++++ TEXT BLOCK

Frontline Warriors: Watch New Documentary on the Fight Against Antisemitism on Campus

Frontline Warriors: Watch New Documentary on the Fight Against Antisemitism on Campus
Frontline Warriors: Watch New Documentary on the Fight Against Antisemitism on Campus

I wasn’t prepared for how moved I would be watching Aish’s new must-see documentary Frontline Warriors: The Fight Against Antisemitism on Campus. I’ve anguished over the past year and a half as my kids were thrust into the maelstrom of campus demonstrations demonizing Israel and promoting hatred against the Jewish state and those who support it. Frontline Warriors gave me a visceral insight into what Jewish students are going through.

It showcases students who’ve been threatened, who faced hostile faculty and feared for their safety on campus, and who lost friends because they were Zionists.

Hatred on Campus

The explosion of anti-Israel hatred began while Hamas terrorists were still inside Israel, massacring, raping, and kidnapping Jews and others.  On October 8, the leaders of 34 Harvard clubs and student groups published a letter holding “the Israeli regime entirely responsible for all unfolding violence,” thereby excusing Hamas from all responsibility for the massacre it was still carrying out.  At Columbia, Professor Joseph Massad, wrote a piece published on October 8 celebrating Hamas horrifying massacre as a “major achievement of the resistance” against Israeli towns, which he termed “settler-colonies.”

In the film, we see campus after campus where students and professors gathered to celebrate Hamas and condemn Israel – even before Israel launched any military response.

Shabbos Kestenbaum, who graduated with a Master’s Degree from Harvard Divinity School in 2024, shows viewers the site on Harvard’s campus “where ten, twelve days after October 7, about 100 Harvard Divinity School students and faculty members gathered for a protest and called for divestment from the ‘Zionist entity.’  They called for the ‘freeing of Palestine from the river to the sea’.  It talked about ‘globalizing the Intifada.’”

It was the first time he felt targeted for being a Jew: “Being a Jewish student living about 50 feet away, taking classes in these buildings, seeing your classmates, seeing your friends, so shortly after October 7, not condemning Hamas, not standing with Jewish students but actually standing for the cause of Hamas…  That was my first real experience, at Harvard Divinity School and at Harvard more broadly speaking, of ‘Jewish lives don’t seem to matter as much.’”

++++++++

YOUR TASKS:
- 1) In the text about the campus antisemitism documentary, how many Harvard clubs and student groups had leaders who published the October 8 letter?
- 2) Carry on the text about the campus antisemitism documentary from its final sentence.

++++ STORED ROWS

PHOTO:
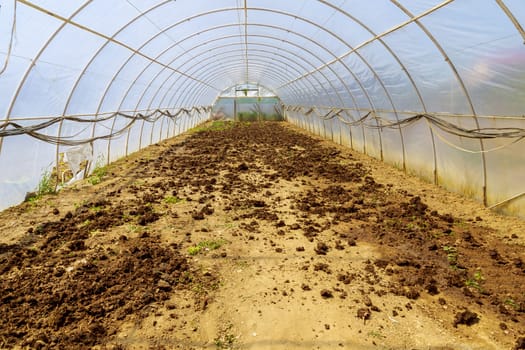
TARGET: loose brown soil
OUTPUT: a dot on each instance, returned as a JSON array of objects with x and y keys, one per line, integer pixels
[{"x": 258, "y": 236}]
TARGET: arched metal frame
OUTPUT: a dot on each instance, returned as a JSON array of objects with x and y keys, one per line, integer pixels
[{"x": 206, "y": 78}]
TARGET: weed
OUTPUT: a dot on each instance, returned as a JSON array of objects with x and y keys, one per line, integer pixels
[
  {"x": 226, "y": 339},
  {"x": 98, "y": 173},
  {"x": 45, "y": 186},
  {"x": 376, "y": 334},
  {"x": 512, "y": 303},
  {"x": 85, "y": 223},
  {"x": 206, "y": 246},
  {"x": 173, "y": 200},
  {"x": 452, "y": 254},
  {"x": 96, "y": 209},
  {"x": 476, "y": 280}
]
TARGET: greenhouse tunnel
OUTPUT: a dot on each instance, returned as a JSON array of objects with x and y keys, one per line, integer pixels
[{"x": 435, "y": 88}]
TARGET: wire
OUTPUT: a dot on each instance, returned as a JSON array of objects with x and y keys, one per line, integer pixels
[
  {"x": 14, "y": 129},
  {"x": 11, "y": 39},
  {"x": 479, "y": 133}
]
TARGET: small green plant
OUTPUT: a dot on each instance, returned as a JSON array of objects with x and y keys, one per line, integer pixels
[
  {"x": 99, "y": 172},
  {"x": 376, "y": 334},
  {"x": 173, "y": 200},
  {"x": 512, "y": 303},
  {"x": 45, "y": 186},
  {"x": 452, "y": 254},
  {"x": 476, "y": 280},
  {"x": 206, "y": 246},
  {"x": 226, "y": 339}
]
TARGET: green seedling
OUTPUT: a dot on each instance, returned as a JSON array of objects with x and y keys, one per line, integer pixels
[
  {"x": 476, "y": 280},
  {"x": 452, "y": 254},
  {"x": 173, "y": 200},
  {"x": 205, "y": 246}
]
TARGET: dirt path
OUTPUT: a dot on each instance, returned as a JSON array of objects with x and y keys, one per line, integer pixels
[{"x": 257, "y": 236}]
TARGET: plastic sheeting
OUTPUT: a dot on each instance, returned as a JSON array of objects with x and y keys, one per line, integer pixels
[{"x": 459, "y": 60}]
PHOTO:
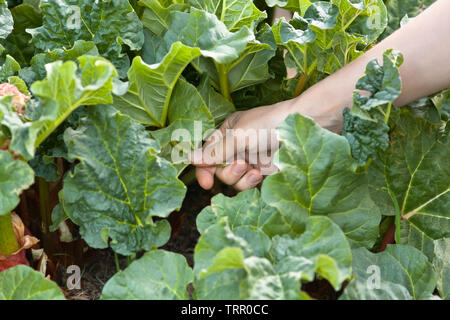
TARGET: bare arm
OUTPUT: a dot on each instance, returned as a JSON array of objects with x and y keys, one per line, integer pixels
[{"x": 425, "y": 44}]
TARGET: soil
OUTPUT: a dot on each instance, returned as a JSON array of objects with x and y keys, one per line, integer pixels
[{"x": 101, "y": 263}]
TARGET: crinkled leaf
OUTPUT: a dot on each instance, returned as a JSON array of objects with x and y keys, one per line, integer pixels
[
  {"x": 366, "y": 125},
  {"x": 441, "y": 264},
  {"x": 120, "y": 184},
  {"x": 240, "y": 255},
  {"x": 15, "y": 176},
  {"x": 245, "y": 209},
  {"x": 79, "y": 48},
  {"x": 252, "y": 67},
  {"x": 365, "y": 136},
  {"x": 414, "y": 237},
  {"x": 109, "y": 24},
  {"x": 205, "y": 31},
  {"x": 326, "y": 36},
  {"x": 397, "y": 10},
  {"x": 415, "y": 170},
  {"x": 235, "y": 14},
  {"x": 398, "y": 265},
  {"x": 219, "y": 106},
  {"x": 18, "y": 44},
  {"x": 6, "y": 20},
  {"x": 318, "y": 177},
  {"x": 9, "y": 68},
  {"x": 151, "y": 85},
  {"x": 158, "y": 275},
  {"x": 442, "y": 103},
  {"x": 65, "y": 88},
  {"x": 357, "y": 290},
  {"x": 156, "y": 14},
  {"x": 23, "y": 283},
  {"x": 189, "y": 113}
]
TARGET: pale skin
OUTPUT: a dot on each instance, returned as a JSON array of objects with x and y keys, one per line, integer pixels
[{"x": 425, "y": 44}]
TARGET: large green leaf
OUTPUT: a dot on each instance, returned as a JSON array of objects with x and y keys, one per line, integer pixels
[
  {"x": 366, "y": 126},
  {"x": 18, "y": 42},
  {"x": 158, "y": 275},
  {"x": 414, "y": 171},
  {"x": 252, "y": 67},
  {"x": 109, "y": 24},
  {"x": 79, "y": 48},
  {"x": 326, "y": 36},
  {"x": 325, "y": 247},
  {"x": 441, "y": 264},
  {"x": 235, "y": 14},
  {"x": 205, "y": 31},
  {"x": 218, "y": 105},
  {"x": 249, "y": 265},
  {"x": 120, "y": 184},
  {"x": 156, "y": 15},
  {"x": 6, "y": 21},
  {"x": 66, "y": 88},
  {"x": 23, "y": 283},
  {"x": 397, "y": 10},
  {"x": 187, "y": 112},
  {"x": 398, "y": 265},
  {"x": 318, "y": 177},
  {"x": 15, "y": 176},
  {"x": 245, "y": 209}
]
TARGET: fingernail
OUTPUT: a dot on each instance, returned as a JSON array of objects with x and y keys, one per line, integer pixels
[
  {"x": 239, "y": 168},
  {"x": 255, "y": 179}
]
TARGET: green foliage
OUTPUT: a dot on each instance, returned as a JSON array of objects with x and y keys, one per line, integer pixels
[
  {"x": 418, "y": 157},
  {"x": 366, "y": 126},
  {"x": 318, "y": 177},
  {"x": 120, "y": 184},
  {"x": 110, "y": 143},
  {"x": 23, "y": 283},
  {"x": 404, "y": 273},
  {"x": 326, "y": 36},
  {"x": 109, "y": 24},
  {"x": 236, "y": 259},
  {"x": 15, "y": 176},
  {"x": 158, "y": 275}
]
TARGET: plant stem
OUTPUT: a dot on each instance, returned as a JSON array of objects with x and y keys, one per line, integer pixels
[
  {"x": 116, "y": 259},
  {"x": 8, "y": 242},
  {"x": 44, "y": 203},
  {"x": 223, "y": 79},
  {"x": 388, "y": 113},
  {"x": 301, "y": 84},
  {"x": 398, "y": 217}
]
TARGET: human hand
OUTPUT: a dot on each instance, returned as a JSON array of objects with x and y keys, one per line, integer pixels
[{"x": 241, "y": 151}]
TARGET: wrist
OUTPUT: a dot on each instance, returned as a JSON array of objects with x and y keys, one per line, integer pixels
[{"x": 322, "y": 105}]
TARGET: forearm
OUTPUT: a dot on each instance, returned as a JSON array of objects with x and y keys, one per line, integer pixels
[{"x": 425, "y": 44}]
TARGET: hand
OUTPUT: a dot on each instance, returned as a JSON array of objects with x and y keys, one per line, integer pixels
[{"x": 240, "y": 152}]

++++++++

SOLVED TASKS:
- 1) The leaders of 34 Harvard clubs and student groups published it.

- 2)
Shabbos Kestenbaum on campus

At Columbia, Eden Yadegar, an undergraduate in the School of General Studies and Jewish Theological Seminary, describes months of harassment in the aftermath of October 7.  Much of Columbia’s campus was transformed into an anti-Israel encampment in 2023 and 2024, where students and professors held demonstrations and barred pro-Israel students from walking freely within their own school.

“One night during the encampment, things got incredibly heated on campus,” Yadegar recalls.  There were masked mobs chanting to bomb Tel Aviv and telling Jewish students to go back to Europe, to go back to Poland… It actually got so bad that the group of Jewish students that were on campus that night were practically forced off campus and chased off by this mob that was screaming at them to go back to Poland… And as these students exited campus, they were met with more masked protesters, this time screaming at them that they vowed to repeat October 7th not one more time, not 10 more times, but thousands of more times.  And this sort of behavior went on for weeks unchecked while Columbia did absolutely nothing until students occupied Hamilton Hall” on April 23, 2024.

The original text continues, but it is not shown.